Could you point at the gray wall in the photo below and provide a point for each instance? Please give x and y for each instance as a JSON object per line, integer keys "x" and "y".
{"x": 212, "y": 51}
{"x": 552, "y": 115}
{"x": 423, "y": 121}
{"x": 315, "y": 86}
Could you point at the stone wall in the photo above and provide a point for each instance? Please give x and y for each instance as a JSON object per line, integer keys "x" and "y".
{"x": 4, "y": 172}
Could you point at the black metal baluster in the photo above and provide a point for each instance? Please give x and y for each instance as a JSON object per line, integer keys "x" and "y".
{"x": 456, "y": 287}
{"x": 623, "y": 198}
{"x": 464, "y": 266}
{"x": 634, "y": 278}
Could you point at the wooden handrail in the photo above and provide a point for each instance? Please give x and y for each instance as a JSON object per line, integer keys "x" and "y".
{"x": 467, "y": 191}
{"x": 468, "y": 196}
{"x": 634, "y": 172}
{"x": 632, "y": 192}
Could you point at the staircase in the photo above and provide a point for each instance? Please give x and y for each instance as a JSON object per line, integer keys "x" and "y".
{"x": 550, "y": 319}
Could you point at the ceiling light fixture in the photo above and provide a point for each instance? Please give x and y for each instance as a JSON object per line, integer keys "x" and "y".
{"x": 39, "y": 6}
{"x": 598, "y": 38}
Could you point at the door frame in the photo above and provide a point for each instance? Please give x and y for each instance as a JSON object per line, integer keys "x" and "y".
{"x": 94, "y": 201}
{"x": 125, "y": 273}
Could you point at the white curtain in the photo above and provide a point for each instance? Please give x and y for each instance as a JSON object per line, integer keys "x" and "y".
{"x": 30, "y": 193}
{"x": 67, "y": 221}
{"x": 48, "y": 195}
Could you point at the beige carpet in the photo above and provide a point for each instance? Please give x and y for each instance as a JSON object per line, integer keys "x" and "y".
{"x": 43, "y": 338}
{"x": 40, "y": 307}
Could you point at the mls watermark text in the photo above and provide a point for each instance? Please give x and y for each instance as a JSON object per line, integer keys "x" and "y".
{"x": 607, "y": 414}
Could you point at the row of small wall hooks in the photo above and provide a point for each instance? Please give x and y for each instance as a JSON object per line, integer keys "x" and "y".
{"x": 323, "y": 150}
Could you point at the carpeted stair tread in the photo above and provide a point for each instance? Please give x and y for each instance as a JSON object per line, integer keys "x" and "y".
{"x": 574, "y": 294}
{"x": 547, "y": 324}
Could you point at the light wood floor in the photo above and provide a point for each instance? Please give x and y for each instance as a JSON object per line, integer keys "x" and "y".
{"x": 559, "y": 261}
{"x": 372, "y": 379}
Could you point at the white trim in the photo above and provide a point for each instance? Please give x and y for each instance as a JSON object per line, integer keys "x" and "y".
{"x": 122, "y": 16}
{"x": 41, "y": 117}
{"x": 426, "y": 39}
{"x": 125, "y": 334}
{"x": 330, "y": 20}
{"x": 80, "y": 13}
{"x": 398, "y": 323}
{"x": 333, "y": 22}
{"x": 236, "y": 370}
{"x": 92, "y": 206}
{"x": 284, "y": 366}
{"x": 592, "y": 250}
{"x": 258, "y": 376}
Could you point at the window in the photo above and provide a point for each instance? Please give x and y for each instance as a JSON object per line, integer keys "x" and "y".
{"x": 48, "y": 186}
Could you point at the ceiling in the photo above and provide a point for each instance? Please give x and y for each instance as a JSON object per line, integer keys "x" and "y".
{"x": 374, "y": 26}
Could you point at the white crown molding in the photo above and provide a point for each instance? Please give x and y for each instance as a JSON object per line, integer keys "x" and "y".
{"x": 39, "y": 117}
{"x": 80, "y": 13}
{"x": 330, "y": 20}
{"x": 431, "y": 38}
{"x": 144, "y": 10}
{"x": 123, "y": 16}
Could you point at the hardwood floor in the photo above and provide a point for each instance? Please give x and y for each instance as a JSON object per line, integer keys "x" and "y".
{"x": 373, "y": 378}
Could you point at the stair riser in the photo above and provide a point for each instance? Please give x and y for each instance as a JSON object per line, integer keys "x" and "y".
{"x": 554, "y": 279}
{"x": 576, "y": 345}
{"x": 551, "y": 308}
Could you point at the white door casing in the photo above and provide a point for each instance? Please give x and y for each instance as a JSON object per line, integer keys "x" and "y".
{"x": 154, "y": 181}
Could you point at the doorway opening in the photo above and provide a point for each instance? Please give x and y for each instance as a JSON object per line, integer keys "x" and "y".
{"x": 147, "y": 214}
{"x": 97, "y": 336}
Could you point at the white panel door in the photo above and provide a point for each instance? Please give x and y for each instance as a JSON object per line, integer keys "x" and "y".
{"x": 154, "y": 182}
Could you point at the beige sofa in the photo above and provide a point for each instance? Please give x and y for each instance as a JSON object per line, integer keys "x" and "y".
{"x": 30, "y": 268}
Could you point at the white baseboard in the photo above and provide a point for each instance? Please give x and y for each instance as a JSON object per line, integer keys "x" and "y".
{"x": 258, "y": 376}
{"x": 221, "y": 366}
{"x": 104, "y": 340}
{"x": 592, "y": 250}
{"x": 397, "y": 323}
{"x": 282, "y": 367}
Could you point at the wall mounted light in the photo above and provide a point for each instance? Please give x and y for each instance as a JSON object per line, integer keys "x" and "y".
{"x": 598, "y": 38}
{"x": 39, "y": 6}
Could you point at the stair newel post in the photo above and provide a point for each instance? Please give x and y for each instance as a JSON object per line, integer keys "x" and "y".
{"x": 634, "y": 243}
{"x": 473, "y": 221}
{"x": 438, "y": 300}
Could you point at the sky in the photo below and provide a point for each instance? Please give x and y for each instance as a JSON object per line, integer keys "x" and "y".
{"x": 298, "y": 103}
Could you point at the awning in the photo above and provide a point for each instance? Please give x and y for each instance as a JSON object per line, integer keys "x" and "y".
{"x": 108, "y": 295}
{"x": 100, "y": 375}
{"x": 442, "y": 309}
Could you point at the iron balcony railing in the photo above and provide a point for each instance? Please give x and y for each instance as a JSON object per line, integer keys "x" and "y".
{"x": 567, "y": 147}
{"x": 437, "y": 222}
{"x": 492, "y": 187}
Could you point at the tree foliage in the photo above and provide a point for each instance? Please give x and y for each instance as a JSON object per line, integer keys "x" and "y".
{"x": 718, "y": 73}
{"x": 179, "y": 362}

▶ _Exercise prompt_
Repeat every entry word for word.

▶ _Answer to this task_
Could you point at the gray wall in the photo below and provide a point for each instance? Please give x and y for each instance as a JSON object per line, integer keys "x" and "y".
{"x": 212, "y": 51}
{"x": 552, "y": 115}
{"x": 423, "y": 121}
{"x": 315, "y": 86}
Could you point at the stone wall in the photo above and provide a point for each instance? Please give x and y for each instance as a JSON object per line, integer keys "x" and "y".
{"x": 4, "y": 172}
Could you point at the black metal baluster in the photo above and provide a point for each instance? Please give x and y for each instance as a JSON object per line, integer keys "x" and "y".
{"x": 456, "y": 287}
{"x": 623, "y": 198}
{"x": 464, "y": 266}
{"x": 634, "y": 278}
Could you point at the wooden handrail in the photo above and provide a point for each instance? Please give x and y for each instance as a JSON object per line, integer keys "x" and "y".
{"x": 467, "y": 191}
{"x": 468, "y": 196}
{"x": 634, "y": 172}
{"x": 632, "y": 192}
Could you point at the staircase in the photo above and provide a point for each instance? Please give x and y for each instance as a JSON object per line, integer keys "x" and "y".
{"x": 550, "y": 319}
Could you point at the ceiling light fixture in the photo above and provide a point for each instance? Please give x and y for each instance as a JSON object per line, integer keys "x" and "y".
{"x": 39, "y": 6}
{"x": 598, "y": 38}
Could you point at the door frame in the photo above and provide a point for each instance? Please give x and y for each instance as a JSON object per line, integer keys "x" and "y".
{"x": 94, "y": 201}
{"x": 125, "y": 273}
Could you point at the white curtain in the photo above and provide a point for each instance? Please give x and y for each instance as a JSON object per line, integer keys "x" and "y".
{"x": 30, "y": 193}
{"x": 67, "y": 221}
{"x": 48, "y": 195}
Could you point at the beige carpet in the photo above and provide a point for each instance? Please give x and y for each instance as a JSON object per line, integer keys "x" and "y".
{"x": 43, "y": 338}
{"x": 40, "y": 307}
Could you point at the mls watermark text in the photo above and provide a point for each instance? Please give x and y for each instance as a JSON object per line, integer keys "x" and "y".
{"x": 607, "y": 414}
Could you point at the row of small wall hooks in the photo above and provide a point for each instance? Please give x and y for each instance as a JSON object per line, integer keys "x" and "y".
{"x": 323, "y": 150}
Could you point at the carpeted stair tread in the photo above and provide a point for each instance? Please give x and y for each instance as a JSON object per line, integer keys "x" and "y".
{"x": 574, "y": 294}
{"x": 547, "y": 324}
Could you point at the light wood floor in the photo above and provide a point for each instance? Please give x and y for each instance as a JSON object per line, integer keys "x" and "y".
{"x": 559, "y": 261}
{"x": 372, "y": 379}
Could you point at the white trim in the photo above and provide a point for each instance? Please give x and y for each instance as a JSON object per line, integer keys "x" and "y".
{"x": 122, "y": 16}
{"x": 41, "y": 117}
{"x": 426, "y": 39}
{"x": 125, "y": 334}
{"x": 330, "y": 20}
{"x": 80, "y": 13}
{"x": 398, "y": 323}
{"x": 333, "y": 22}
{"x": 236, "y": 370}
{"x": 92, "y": 206}
{"x": 284, "y": 366}
{"x": 592, "y": 250}
{"x": 258, "y": 376}
Could you point at the window in the photo above and provide a point for each instance? Please give x and y for each instance as a JSON object per line, integer keys "x" and "y".
{"x": 48, "y": 186}
Could you point at the ceiling in the photo above and provide a point for each instance? Please give x and y for each instance as a JSON object per line, integer keys "x" and "y".
{"x": 374, "y": 26}
Could you point at the white crown molding in the photo above and provide a point for each instance? Please give x and y for each instance as a JSON object per line, integer keys "x" and "y".
{"x": 39, "y": 117}
{"x": 80, "y": 13}
{"x": 330, "y": 20}
{"x": 431, "y": 38}
{"x": 144, "y": 10}
{"x": 123, "y": 16}
Could you point at the hardwood floor in the photo above and provide a point for each instance? Please give x and y for each instance as a JSON object per line, integer keys "x" and "y".
{"x": 373, "y": 378}
Could you point at the stair riser in the photo above and provide a point for each instance? Please give x and y for each instance as a JSON object per line, integer keys "x" and "y".
{"x": 554, "y": 279}
{"x": 576, "y": 345}
{"x": 551, "y": 308}
Could you point at the white door casing in the photo above and provide a point for each instance? Please give x and y for each instance as a JSON object per line, integer keys "x" and "y".
{"x": 154, "y": 181}
Could you point at the doorway opening in the photo above and provide a point for each instance? Please give x and y for each instance as a JSON object per line, integer keys "x" and "y".
{"x": 147, "y": 214}
{"x": 97, "y": 336}
Could you point at the white panel door in the photo above and provide a point for each instance? Please give x and y for each instance as a JSON object per line, integer keys "x" and "y".
{"x": 154, "y": 182}
Could you point at the beige sofa in the photo above and provide a point for each instance? Please give x and y for each instance as a JSON object per line, integer keys "x" and "y".
{"x": 30, "y": 268}
Could you point at the white baseboard in the photo above and provide a point for each instance? Please give x and y for each instance as a JSON object per line, integer keys "x" and "y".
{"x": 258, "y": 376}
{"x": 221, "y": 366}
{"x": 104, "y": 340}
{"x": 592, "y": 250}
{"x": 397, "y": 323}
{"x": 282, "y": 367}
Could you point at the wall mounted light in the photo above and provide a point for each instance? Please give x and y for each instance as a JSON object per line, integer keys "x" and "y".
{"x": 598, "y": 38}
{"x": 39, "y": 6}
Could you point at the stair newel post in the photo above and provide a point for each instance? Please give x and y for each instance as a JSON object per line, integer keys "x" and "y".
{"x": 634, "y": 243}
{"x": 473, "y": 221}
{"x": 438, "y": 300}
Could you point at the sky in the photo below and provide a point for each instance? Please give x and y for each instance as a JSON object per line, integer keys "x" and "y".
{"x": 298, "y": 103}
Could you point at the awning in the photo above and provide a point for each instance? Please give x and y for each instance as a JSON object per line, integer keys "x" and "y".
{"x": 108, "y": 295}
{"x": 100, "y": 375}
{"x": 442, "y": 309}
Could you point at the iron balcony railing in the photo above and provide a point for each instance? Please give x and y for each instance as a JSON object per line, integer keys "x" and "y".
{"x": 567, "y": 147}
{"x": 437, "y": 222}
{"x": 492, "y": 187}
Could you point at the tree foliage in the photo above and provide a point for each instance? Please give x and y for each instance as a JSON object per line, integer keys "x" and "y".
{"x": 718, "y": 73}
{"x": 179, "y": 362}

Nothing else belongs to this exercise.